### Requirement
Copy the rows word for word, from the first line up to and including the line that contains "box: [197, 60, 205, 67]".

### Supplied data

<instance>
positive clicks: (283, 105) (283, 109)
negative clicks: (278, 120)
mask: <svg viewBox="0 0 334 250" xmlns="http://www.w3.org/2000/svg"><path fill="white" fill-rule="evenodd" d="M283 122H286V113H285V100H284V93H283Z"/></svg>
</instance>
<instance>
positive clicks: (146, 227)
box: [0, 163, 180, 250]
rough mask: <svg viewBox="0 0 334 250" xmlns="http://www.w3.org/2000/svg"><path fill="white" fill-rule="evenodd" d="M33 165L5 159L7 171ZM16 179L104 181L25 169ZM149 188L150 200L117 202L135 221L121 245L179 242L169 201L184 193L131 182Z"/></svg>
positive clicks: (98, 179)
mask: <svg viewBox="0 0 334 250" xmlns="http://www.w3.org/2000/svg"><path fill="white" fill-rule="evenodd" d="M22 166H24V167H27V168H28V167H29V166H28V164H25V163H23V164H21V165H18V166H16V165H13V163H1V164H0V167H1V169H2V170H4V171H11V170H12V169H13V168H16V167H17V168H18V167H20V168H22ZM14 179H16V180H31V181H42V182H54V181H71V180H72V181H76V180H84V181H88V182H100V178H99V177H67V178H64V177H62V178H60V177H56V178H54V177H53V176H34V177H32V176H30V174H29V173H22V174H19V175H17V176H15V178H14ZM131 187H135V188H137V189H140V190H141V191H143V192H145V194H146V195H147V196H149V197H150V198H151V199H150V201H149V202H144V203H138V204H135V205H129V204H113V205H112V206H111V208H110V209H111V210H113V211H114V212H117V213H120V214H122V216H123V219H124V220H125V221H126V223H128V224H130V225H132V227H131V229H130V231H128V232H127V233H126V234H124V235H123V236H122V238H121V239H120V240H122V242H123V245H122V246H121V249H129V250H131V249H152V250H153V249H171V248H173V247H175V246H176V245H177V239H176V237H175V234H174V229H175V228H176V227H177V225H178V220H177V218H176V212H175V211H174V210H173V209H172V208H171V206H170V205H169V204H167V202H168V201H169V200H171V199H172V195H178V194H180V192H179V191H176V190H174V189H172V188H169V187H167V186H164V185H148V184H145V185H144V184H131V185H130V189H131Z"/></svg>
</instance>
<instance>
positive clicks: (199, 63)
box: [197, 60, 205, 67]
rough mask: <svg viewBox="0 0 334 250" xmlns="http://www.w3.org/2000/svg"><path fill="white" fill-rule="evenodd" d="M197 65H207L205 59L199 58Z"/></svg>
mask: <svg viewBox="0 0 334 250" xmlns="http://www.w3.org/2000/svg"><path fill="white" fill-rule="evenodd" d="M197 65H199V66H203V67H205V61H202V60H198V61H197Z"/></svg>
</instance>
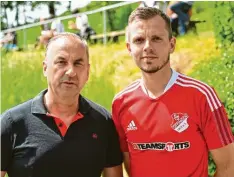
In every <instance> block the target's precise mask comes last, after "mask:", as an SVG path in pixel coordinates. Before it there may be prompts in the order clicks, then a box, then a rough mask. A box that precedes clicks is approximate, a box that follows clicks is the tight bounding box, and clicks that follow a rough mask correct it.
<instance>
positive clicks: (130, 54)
mask: <svg viewBox="0 0 234 177" xmlns="http://www.w3.org/2000/svg"><path fill="white" fill-rule="evenodd" d="M126 47H127V49H128V53H129V55H131V47H130V43H129V42H126Z"/></svg>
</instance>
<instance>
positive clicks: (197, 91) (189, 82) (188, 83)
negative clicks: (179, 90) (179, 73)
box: [176, 74, 214, 94]
mask: <svg viewBox="0 0 234 177" xmlns="http://www.w3.org/2000/svg"><path fill="white" fill-rule="evenodd" d="M176 84H177V85H179V86H181V87H182V88H184V89H190V90H196V91H197V92H198V93H201V94H204V92H206V93H208V92H213V90H214V89H213V87H212V86H210V85H209V84H207V83H206V82H204V81H201V80H199V79H196V78H193V77H190V76H186V75H183V74H179V76H178V78H177V80H176Z"/></svg>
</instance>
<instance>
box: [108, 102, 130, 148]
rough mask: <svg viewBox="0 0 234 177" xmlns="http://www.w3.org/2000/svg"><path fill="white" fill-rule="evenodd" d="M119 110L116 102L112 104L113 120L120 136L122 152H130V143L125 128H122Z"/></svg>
mask: <svg viewBox="0 0 234 177" xmlns="http://www.w3.org/2000/svg"><path fill="white" fill-rule="evenodd" d="M118 115H119V114H118V110H117V109H116V105H115V102H113V104H112V119H113V121H114V124H115V127H116V130H117V132H118V135H119V141H120V147H121V150H122V152H128V143H127V138H126V135H125V132H124V130H123V127H122V126H121V122H120V118H119V116H118Z"/></svg>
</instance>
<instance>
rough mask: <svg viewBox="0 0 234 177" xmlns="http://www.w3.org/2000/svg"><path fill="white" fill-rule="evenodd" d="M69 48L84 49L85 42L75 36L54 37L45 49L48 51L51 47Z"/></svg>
mask: <svg viewBox="0 0 234 177" xmlns="http://www.w3.org/2000/svg"><path fill="white" fill-rule="evenodd" d="M69 48H80V49H84V50H85V44H84V42H83V41H81V40H80V39H77V38H71V37H70V38H65V37H61V38H58V39H55V40H54V41H51V42H50V45H49V46H48V49H47V50H48V52H49V51H51V50H53V49H55V50H61V49H69Z"/></svg>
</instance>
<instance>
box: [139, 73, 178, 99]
mask: <svg viewBox="0 0 234 177" xmlns="http://www.w3.org/2000/svg"><path fill="white" fill-rule="evenodd" d="M171 70H172V75H171V78H170V80H169V81H168V83H167V85H166V87H165V89H164V91H163V94H164V93H165V92H166V91H167V90H169V89H170V88H171V87H172V86H173V85H174V83H175V81H176V79H177V78H178V75H179V73H178V72H176V71H175V70H173V69H171ZM141 88H142V90H143V92H144V93H145V94H146V95H148V94H147V91H146V88H145V87H144V85H143V79H141ZM149 97H150V98H153V99H155V98H156V97H154V96H152V95H149Z"/></svg>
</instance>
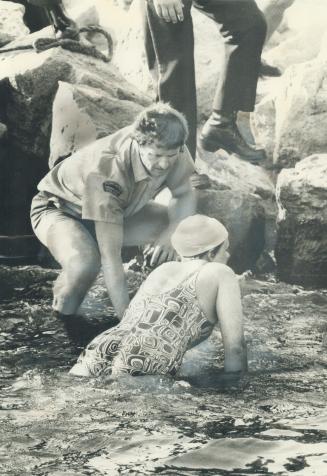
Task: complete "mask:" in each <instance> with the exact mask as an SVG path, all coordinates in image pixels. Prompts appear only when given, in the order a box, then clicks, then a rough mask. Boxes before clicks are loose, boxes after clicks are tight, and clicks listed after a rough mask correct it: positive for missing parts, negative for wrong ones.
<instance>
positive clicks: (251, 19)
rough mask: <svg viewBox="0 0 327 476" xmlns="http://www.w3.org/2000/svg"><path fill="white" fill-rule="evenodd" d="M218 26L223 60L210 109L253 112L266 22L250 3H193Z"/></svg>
mask: <svg viewBox="0 0 327 476" xmlns="http://www.w3.org/2000/svg"><path fill="white" fill-rule="evenodd" d="M194 6H195V7H196V8H199V9H200V10H201V11H202V12H203V13H205V14H206V15H207V16H208V17H210V18H212V19H213V20H214V21H215V22H217V23H218V24H219V29H220V33H221V34H222V36H223V38H224V41H225V57H224V60H223V63H222V65H221V69H220V76H219V80H218V84H217V88H216V93H215V97H214V101H213V109H214V110H219V111H225V112H227V113H229V112H232V111H253V109H254V105H255V97H256V88H257V81H258V76H259V68H260V60H261V52H262V48H263V44H264V41H265V37H266V30H267V27H266V21H265V19H264V16H263V14H262V13H261V11H260V10H259V8H258V7H257V5H256V3H255V1H254V0H197V1H196V2H195V3H194Z"/></svg>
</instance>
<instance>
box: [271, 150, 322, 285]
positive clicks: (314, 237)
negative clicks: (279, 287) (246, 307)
mask: <svg viewBox="0 0 327 476" xmlns="http://www.w3.org/2000/svg"><path fill="white" fill-rule="evenodd" d="M326 176H327V155H326V154H321V155H319V154H318V155H312V156H310V157H307V158H306V159H304V160H302V161H301V162H299V163H298V164H296V166H295V168H294V169H288V170H286V169H285V170H283V171H282V172H281V173H280V175H279V177H278V182H277V200H278V208H279V215H278V233H277V246H276V259H277V266H278V274H279V276H280V278H281V279H283V280H284V281H287V282H290V283H299V284H305V285H310V286H311V285H313V286H326V282H327V184H326Z"/></svg>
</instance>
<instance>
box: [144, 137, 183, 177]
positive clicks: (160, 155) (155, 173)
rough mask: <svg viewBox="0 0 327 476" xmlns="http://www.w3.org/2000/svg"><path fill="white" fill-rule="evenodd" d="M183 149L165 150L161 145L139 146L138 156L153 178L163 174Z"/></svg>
mask: <svg viewBox="0 0 327 476" xmlns="http://www.w3.org/2000/svg"><path fill="white" fill-rule="evenodd" d="M182 151H183V147H177V148H176V149H166V148H164V147H163V146H162V145H161V144H158V143H155V142H154V143H153V144H148V145H140V156H141V161H142V163H143V165H144V167H145V168H146V169H147V171H148V172H149V174H150V175H152V176H153V177H159V176H160V175H163V174H165V173H166V172H168V170H169V169H170V168H171V167H172V165H173V164H174V163H175V161H176V160H177V158H178V156H179V154H180V153H181V152H182Z"/></svg>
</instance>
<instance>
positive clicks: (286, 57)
mask: <svg viewBox="0 0 327 476" xmlns="http://www.w3.org/2000/svg"><path fill="white" fill-rule="evenodd" d="M262 1H267V0H261V2H262ZM284 2H285V0H268V3H272V4H273V3H277V4H278V3H284ZM263 10H265V7H263ZM267 10H268V14H269V6H268V8H267ZM326 18H327V4H326V2H325V0H315V1H314V2H312V0H301V1H299V0H297V1H295V2H294V3H293V5H292V6H291V7H290V8H288V10H286V12H285V21H284V27H283V29H282V30H281V32H280V33H279V38H278V41H277V44H276V46H275V47H274V48H271V49H269V51H267V52H266V53H265V58H266V60H267V61H268V62H269V63H272V64H275V65H276V66H279V67H280V68H281V69H282V70H284V69H286V68H287V67H289V66H290V65H293V64H299V63H303V62H305V61H310V60H312V59H314V58H315V57H316V56H317V54H318V53H319V50H320V47H321V41H322V38H323V36H324V34H325V32H326ZM276 36H277V35H276Z"/></svg>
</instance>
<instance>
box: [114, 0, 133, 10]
mask: <svg viewBox="0 0 327 476" xmlns="http://www.w3.org/2000/svg"><path fill="white" fill-rule="evenodd" d="M132 3H133V0H118V6H119V7H120V8H122V9H123V10H128V9H129V7H130V6H131V4H132Z"/></svg>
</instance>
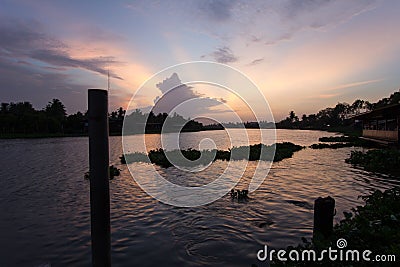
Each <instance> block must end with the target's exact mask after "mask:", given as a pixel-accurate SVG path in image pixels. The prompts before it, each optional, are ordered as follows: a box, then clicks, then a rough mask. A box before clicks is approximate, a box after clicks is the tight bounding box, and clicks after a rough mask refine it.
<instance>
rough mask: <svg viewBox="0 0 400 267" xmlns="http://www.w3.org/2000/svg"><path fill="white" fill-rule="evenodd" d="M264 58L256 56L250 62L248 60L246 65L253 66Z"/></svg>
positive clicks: (258, 63) (263, 58) (259, 62)
mask: <svg viewBox="0 0 400 267" xmlns="http://www.w3.org/2000/svg"><path fill="white" fill-rule="evenodd" d="M264 60H265V58H263V57H262V58H257V59H254V60H253V61H252V62H250V63H249V64H248V65H249V66H254V65H257V64H260V63H261V62H263V61H264Z"/></svg>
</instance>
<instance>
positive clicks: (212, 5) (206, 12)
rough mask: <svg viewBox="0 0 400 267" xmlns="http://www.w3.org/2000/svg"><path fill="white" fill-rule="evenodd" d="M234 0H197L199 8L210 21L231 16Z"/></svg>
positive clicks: (228, 19)
mask: <svg viewBox="0 0 400 267" xmlns="http://www.w3.org/2000/svg"><path fill="white" fill-rule="evenodd" d="M236 2H237V1H235V0H205V1H200V2H199V9H200V10H201V11H202V12H203V14H204V15H205V16H206V17H207V18H209V19H211V20H212V21H217V22H221V21H227V20H229V19H230V18H231V16H232V9H233V7H234V6H235V4H236Z"/></svg>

### Output below
<instance>
positive clicks: (283, 105) (283, 109)
negative clicks: (278, 120)
mask: <svg viewBox="0 0 334 250" xmlns="http://www.w3.org/2000/svg"><path fill="white" fill-rule="evenodd" d="M283 122H286V113H285V100H284V93H283Z"/></svg>
</instance>
<instance>
positive clicks: (146, 227)
box: [0, 163, 180, 250]
rough mask: <svg viewBox="0 0 334 250" xmlns="http://www.w3.org/2000/svg"><path fill="white" fill-rule="evenodd" d="M33 165L5 159L7 171ZM16 179L104 181L25 169ZM149 188L150 200L117 202L135 221L121 245L179 242L169 201L184 193L131 182Z"/></svg>
positive clicks: (98, 179)
mask: <svg viewBox="0 0 334 250" xmlns="http://www.w3.org/2000/svg"><path fill="white" fill-rule="evenodd" d="M22 166H24V167H27V168H28V167H29V166H28V164H25V163H23V164H21V165H18V166H16V165H13V163H1V164H0V167H1V169H2V170H4V171H11V170H12V169H13V168H16V167H17V168H18V167H20V168H22ZM14 179H16V180H31V181H42V182H54V181H71V180H72V181H76V180H84V181H88V182H100V178H99V177H67V178H64V177H62V178H60V177H56V178H54V177H53V176H34V177H32V176H30V174H29V173H22V174H19V175H17V176H15V178H14ZM131 187H135V188H137V189H140V190H141V191H143V192H145V194H146V195H147V196H149V197H150V198H151V199H150V201H149V202H144V203H138V204H135V205H129V204H113V205H112V206H111V208H110V209H111V210H113V211H114V212H117V213H120V214H122V216H123V219H124V220H125V221H126V223H128V224H130V225H132V227H131V229H130V231H128V232H127V233H126V234H124V235H123V236H122V238H121V239H120V240H122V242H123V245H122V246H121V249H129V250H131V249H152V250H153V249H171V248H173V247H175V246H176V245H177V239H176V237H175V234H174V229H175V228H176V227H177V225H178V220H177V218H176V212H175V211H174V210H173V209H172V208H171V206H170V205H169V204H167V202H168V201H169V200H171V199H172V195H178V194H180V192H179V191H176V190H174V189H172V188H169V187H167V186H164V185H148V184H145V185H144V184H131V185H130V189H131Z"/></svg>
</instance>
<instance>
positive clicks: (199, 63)
box: [197, 60, 205, 67]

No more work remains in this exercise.